Segment Start: Extracted material
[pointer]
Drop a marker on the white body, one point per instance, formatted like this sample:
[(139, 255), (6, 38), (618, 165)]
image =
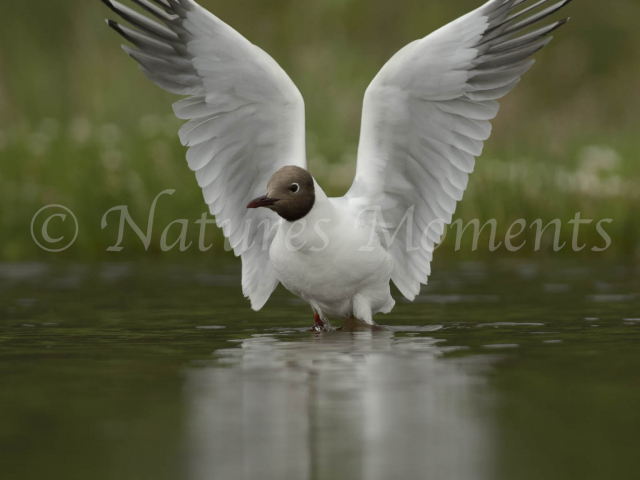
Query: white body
[(338, 267), (425, 118)]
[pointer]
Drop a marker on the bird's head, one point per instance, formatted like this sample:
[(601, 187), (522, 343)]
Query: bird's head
[(290, 193)]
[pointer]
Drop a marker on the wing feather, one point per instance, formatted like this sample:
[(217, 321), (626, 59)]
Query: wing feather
[(425, 118), (245, 118)]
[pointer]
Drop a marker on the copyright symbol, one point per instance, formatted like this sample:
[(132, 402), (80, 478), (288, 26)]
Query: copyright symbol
[(44, 231)]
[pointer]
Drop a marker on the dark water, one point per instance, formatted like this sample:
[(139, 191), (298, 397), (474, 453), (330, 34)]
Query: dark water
[(502, 371)]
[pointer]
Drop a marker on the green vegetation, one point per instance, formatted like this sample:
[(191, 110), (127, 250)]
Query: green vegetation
[(82, 127)]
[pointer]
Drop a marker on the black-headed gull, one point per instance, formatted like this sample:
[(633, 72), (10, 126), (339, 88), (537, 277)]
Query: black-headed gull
[(425, 118)]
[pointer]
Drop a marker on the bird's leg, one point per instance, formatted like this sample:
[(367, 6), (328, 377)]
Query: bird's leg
[(321, 324), (318, 326)]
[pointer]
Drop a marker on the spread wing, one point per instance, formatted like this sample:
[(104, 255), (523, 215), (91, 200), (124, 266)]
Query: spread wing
[(425, 118), (245, 118)]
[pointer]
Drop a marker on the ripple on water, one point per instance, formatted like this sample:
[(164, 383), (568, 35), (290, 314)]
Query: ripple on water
[(379, 397)]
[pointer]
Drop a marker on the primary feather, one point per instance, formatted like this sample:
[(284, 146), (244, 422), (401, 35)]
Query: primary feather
[(245, 118), (425, 118)]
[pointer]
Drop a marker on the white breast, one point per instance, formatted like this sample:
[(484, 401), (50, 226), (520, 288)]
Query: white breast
[(339, 268)]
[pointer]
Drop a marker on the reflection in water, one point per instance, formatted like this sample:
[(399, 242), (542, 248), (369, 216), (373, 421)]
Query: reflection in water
[(352, 406)]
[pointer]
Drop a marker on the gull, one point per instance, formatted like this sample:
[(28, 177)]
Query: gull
[(425, 117)]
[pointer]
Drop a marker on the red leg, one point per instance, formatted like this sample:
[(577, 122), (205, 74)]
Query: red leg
[(318, 326)]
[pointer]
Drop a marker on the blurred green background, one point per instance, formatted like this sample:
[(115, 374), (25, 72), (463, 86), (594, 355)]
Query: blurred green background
[(82, 127)]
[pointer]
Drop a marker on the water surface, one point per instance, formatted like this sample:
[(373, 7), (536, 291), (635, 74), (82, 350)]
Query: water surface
[(501, 371)]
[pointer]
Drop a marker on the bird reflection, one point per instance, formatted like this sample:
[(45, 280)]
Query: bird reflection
[(367, 405)]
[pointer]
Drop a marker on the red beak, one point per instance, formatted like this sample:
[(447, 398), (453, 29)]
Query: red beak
[(263, 201)]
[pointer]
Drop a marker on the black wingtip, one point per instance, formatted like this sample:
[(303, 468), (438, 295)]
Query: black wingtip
[(110, 5)]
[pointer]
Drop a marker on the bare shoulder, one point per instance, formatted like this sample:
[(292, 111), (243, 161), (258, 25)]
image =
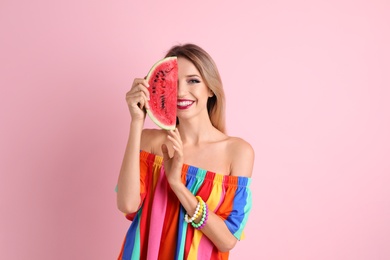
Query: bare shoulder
[(152, 139), (242, 157)]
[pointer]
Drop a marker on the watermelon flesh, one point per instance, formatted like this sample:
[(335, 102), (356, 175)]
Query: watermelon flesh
[(162, 79)]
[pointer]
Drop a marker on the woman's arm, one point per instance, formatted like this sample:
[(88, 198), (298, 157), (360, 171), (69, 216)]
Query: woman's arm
[(215, 228), (128, 195)]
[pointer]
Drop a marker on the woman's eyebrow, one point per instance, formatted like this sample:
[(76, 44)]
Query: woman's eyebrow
[(193, 75)]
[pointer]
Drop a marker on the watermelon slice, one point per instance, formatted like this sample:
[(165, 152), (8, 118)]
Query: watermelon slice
[(162, 79)]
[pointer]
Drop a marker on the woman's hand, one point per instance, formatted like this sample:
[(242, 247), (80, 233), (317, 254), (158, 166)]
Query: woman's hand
[(137, 99), (173, 165)]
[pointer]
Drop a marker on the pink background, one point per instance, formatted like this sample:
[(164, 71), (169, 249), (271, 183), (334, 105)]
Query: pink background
[(307, 84)]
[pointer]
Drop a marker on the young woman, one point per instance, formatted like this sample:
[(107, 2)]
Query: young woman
[(186, 191)]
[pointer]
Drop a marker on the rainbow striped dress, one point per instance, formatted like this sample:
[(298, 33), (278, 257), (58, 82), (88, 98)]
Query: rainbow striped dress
[(158, 229)]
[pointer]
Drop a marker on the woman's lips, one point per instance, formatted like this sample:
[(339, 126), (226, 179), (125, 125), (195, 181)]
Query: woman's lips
[(184, 104)]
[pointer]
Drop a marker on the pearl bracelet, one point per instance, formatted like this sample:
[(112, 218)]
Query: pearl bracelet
[(198, 211)]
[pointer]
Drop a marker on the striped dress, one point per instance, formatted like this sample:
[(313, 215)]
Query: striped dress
[(158, 229)]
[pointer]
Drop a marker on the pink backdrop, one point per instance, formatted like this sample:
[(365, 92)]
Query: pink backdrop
[(307, 83)]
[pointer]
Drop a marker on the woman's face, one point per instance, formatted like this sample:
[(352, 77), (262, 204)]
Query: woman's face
[(192, 93)]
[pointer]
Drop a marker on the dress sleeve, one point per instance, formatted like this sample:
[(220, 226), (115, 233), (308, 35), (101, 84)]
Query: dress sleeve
[(236, 206)]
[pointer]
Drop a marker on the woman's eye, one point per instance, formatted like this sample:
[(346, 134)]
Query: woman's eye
[(193, 81)]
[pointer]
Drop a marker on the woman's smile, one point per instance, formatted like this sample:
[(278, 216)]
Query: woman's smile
[(184, 103)]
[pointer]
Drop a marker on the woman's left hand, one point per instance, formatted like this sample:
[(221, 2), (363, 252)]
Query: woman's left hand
[(173, 165)]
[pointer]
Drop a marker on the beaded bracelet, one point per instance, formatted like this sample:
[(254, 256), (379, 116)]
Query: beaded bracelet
[(198, 211), (204, 218)]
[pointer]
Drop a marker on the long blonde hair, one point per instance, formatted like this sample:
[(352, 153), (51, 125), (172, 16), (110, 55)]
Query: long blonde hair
[(209, 73)]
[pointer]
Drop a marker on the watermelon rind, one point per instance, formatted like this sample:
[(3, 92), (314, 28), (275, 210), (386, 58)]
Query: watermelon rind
[(149, 111)]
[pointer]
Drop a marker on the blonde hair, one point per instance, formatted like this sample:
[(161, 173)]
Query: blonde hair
[(209, 73)]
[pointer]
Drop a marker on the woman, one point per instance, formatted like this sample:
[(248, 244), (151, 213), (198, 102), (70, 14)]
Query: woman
[(185, 190)]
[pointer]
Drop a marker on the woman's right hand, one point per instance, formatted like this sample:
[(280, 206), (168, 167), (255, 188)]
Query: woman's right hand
[(137, 99)]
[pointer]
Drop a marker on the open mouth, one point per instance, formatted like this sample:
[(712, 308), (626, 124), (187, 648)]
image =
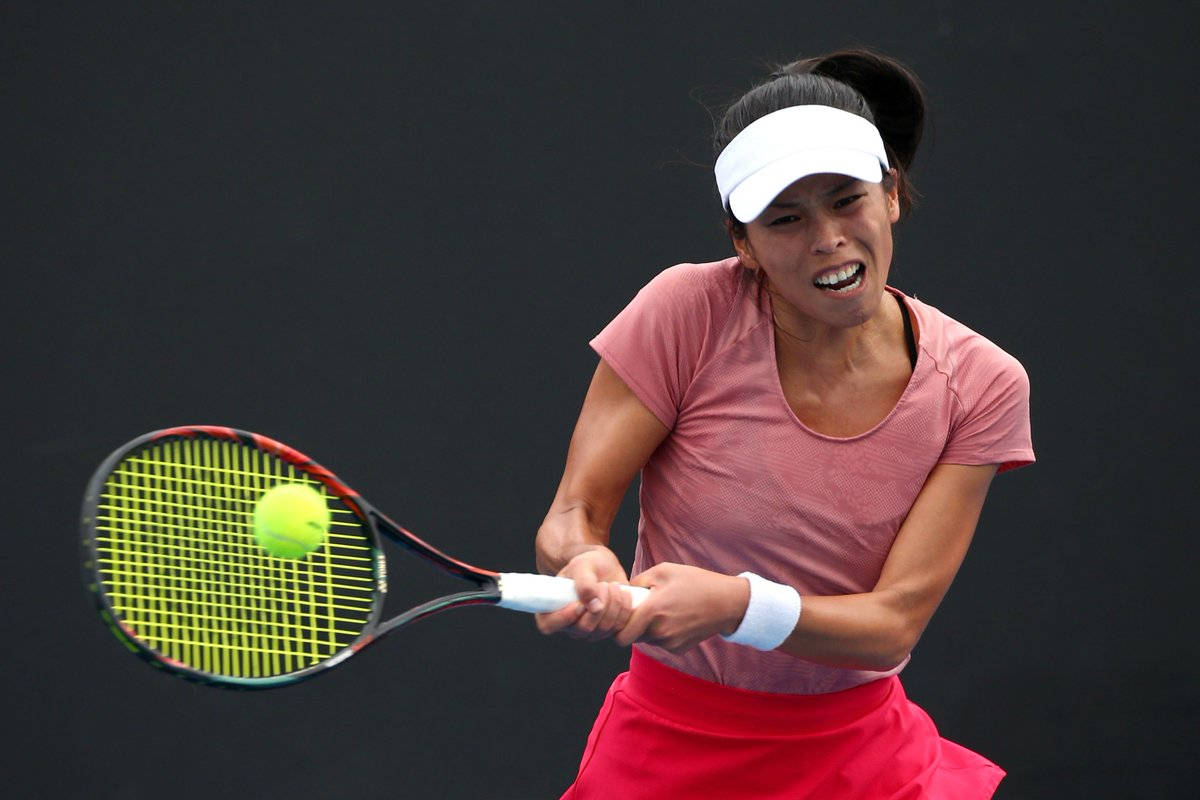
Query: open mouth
[(844, 280)]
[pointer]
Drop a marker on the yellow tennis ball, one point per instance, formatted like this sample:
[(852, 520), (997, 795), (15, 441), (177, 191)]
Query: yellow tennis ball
[(291, 521)]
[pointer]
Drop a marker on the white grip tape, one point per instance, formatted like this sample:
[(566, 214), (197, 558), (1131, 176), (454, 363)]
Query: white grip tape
[(535, 594), (771, 615)]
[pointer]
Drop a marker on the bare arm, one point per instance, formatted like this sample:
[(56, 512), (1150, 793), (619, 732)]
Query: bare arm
[(874, 630), (613, 438)]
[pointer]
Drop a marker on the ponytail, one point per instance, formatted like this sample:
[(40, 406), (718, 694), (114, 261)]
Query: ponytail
[(862, 82)]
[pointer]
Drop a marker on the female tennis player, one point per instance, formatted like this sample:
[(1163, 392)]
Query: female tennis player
[(815, 449)]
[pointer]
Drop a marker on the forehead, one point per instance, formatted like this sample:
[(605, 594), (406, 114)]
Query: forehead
[(815, 187)]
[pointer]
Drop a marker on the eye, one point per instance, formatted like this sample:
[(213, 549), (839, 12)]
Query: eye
[(846, 202)]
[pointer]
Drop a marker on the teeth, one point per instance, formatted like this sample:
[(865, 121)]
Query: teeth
[(837, 277)]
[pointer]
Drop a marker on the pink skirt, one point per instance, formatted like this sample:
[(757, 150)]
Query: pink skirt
[(664, 734)]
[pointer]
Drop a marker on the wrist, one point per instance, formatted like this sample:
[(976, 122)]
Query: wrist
[(771, 614)]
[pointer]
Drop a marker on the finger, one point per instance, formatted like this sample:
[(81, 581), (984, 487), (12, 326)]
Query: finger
[(616, 608), (588, 588)]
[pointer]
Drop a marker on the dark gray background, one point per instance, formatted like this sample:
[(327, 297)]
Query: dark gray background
[(384, 234)]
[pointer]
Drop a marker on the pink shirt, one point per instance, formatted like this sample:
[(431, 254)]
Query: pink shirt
[(741, 483)]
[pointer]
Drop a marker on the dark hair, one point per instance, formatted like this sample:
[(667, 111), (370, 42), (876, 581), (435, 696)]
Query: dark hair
[(873, 85)]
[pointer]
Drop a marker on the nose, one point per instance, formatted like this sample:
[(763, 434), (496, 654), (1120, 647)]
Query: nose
[(827, 234)]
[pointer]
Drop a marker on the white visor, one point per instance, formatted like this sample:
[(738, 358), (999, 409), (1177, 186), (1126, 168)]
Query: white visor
[(779, 149)]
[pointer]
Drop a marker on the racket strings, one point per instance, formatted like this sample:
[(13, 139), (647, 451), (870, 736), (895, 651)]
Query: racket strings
[(181, 569)]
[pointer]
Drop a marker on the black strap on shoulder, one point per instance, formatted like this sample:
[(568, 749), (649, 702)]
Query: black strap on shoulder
[(910, 340)]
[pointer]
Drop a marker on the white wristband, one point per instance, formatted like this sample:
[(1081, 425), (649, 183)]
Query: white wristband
[(771, 615)]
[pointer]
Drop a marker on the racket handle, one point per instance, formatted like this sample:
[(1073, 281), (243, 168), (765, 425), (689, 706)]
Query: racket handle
Segment End: Extracted material
▶ Your instructions: Working through the records, find each line containing the word "handle" and copy it.

▶ Response to the exercise:
Drop a marker on the racket handle, one point per instance, formatted like this sample:
Query: racket handle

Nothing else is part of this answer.